Prompt | Return verbatim the run of lines that opens with the line holding "Would you be able to pick out the yellow-green" and closes with the last line of the records.

Given information |
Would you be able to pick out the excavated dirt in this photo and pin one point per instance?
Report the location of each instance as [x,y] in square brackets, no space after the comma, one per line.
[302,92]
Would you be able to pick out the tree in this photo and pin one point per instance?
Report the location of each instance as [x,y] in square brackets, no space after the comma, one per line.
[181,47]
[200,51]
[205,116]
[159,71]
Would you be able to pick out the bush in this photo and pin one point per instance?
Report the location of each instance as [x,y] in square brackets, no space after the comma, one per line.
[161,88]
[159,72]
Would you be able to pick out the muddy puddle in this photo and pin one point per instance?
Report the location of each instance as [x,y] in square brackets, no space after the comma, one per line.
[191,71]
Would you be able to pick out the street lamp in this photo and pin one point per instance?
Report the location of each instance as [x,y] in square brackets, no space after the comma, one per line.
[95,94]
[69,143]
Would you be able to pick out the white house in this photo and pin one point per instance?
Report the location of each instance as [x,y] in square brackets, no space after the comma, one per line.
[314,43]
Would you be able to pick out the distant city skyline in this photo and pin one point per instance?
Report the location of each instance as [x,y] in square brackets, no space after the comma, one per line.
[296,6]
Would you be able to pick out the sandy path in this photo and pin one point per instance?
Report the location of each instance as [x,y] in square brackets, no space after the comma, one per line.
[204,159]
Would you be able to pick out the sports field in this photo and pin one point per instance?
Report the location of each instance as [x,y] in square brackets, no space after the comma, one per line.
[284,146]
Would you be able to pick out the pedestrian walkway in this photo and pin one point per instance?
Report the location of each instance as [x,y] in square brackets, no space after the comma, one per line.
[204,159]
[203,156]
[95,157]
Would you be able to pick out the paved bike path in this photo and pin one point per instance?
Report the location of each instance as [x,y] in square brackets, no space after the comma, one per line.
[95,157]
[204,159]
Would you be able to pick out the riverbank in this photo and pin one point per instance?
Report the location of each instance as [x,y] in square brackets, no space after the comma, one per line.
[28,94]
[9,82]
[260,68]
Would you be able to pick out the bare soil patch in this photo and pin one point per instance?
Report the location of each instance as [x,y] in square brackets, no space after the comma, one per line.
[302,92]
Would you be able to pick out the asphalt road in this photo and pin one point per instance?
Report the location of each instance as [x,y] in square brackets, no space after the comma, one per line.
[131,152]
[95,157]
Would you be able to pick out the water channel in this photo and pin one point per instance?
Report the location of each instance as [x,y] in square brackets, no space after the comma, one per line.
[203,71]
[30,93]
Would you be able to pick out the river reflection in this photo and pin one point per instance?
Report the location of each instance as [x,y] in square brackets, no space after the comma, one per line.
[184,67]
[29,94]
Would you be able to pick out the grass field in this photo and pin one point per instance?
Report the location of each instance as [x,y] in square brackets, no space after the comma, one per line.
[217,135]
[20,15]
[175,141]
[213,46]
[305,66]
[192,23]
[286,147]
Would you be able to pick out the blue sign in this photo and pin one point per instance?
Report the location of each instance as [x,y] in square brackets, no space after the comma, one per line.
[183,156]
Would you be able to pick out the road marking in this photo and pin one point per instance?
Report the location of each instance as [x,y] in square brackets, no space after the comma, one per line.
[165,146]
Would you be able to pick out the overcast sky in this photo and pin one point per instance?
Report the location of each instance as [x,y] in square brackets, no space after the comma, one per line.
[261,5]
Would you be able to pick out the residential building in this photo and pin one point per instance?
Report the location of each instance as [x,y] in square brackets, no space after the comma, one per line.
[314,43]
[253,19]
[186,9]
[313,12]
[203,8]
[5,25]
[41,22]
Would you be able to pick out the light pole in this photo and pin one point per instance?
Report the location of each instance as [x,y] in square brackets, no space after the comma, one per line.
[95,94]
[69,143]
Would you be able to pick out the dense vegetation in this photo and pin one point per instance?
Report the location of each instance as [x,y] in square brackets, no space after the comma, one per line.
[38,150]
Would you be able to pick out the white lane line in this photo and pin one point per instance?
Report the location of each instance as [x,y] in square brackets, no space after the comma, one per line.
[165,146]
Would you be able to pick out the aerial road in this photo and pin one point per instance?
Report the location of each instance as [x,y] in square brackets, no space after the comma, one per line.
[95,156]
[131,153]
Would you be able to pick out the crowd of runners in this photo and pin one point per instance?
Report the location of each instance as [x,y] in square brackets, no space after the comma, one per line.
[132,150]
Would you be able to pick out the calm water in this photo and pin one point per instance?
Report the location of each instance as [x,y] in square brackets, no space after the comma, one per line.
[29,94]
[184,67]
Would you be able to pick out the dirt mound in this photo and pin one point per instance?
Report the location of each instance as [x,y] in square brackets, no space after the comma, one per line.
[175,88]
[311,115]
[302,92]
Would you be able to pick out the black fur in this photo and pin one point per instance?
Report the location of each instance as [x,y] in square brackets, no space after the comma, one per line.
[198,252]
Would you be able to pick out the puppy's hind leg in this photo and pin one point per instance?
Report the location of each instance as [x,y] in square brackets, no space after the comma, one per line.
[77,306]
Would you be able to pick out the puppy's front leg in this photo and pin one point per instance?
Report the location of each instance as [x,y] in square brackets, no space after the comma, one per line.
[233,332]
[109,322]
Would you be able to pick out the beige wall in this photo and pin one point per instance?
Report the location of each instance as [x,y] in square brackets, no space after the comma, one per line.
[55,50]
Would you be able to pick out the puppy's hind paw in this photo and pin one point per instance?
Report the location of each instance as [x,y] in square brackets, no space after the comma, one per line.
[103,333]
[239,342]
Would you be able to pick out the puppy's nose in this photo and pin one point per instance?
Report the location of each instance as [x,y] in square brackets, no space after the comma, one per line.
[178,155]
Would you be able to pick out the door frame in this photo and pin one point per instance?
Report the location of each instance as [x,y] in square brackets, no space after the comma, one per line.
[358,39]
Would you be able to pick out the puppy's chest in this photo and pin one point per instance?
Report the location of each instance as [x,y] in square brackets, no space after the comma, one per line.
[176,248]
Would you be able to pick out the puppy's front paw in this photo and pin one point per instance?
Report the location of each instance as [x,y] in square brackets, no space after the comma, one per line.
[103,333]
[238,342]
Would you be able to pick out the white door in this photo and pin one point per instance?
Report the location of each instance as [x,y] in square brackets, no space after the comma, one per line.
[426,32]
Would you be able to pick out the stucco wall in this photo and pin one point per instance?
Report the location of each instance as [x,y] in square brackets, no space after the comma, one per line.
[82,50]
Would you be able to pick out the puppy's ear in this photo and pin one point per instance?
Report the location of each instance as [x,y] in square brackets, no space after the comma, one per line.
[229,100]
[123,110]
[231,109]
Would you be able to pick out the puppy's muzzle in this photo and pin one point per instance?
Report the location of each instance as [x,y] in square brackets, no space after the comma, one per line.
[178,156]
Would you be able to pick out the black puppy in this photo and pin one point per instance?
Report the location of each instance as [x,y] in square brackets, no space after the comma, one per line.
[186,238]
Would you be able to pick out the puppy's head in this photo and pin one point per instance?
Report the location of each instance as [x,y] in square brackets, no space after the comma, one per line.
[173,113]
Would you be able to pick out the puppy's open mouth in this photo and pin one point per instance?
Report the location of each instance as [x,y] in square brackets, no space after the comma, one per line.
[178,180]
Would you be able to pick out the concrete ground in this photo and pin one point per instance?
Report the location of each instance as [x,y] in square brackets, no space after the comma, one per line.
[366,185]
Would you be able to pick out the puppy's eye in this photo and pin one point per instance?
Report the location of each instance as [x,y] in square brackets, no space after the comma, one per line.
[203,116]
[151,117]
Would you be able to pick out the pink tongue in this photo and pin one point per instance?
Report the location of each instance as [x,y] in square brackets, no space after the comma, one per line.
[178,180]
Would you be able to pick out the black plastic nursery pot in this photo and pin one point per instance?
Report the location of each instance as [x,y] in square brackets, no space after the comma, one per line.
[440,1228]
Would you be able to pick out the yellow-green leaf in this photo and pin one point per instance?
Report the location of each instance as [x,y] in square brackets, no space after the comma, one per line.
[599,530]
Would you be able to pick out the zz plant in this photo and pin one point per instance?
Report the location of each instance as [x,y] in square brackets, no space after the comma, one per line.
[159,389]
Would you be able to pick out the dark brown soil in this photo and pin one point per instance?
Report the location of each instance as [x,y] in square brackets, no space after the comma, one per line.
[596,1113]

Problem solution |
Would you be able to pick out the yellow-green leaf in this photo and pin one point per instance?
Report the location of each instance as [x,y] in square brackets, no space after the comma, one per line.
[599,530]
Would you be able to pick out the zz plant in this photo and pin one point per instance?
Report the location of each instance as [x,y] in square brackets, no space after the comma, one per line.
[159,389]
Would you be able to pick out the dark brown soil in this photo and pin one point per instance?
Report the location of each instance as [x,y] in square brackets, no space after the comma, one per line.
[596,1113]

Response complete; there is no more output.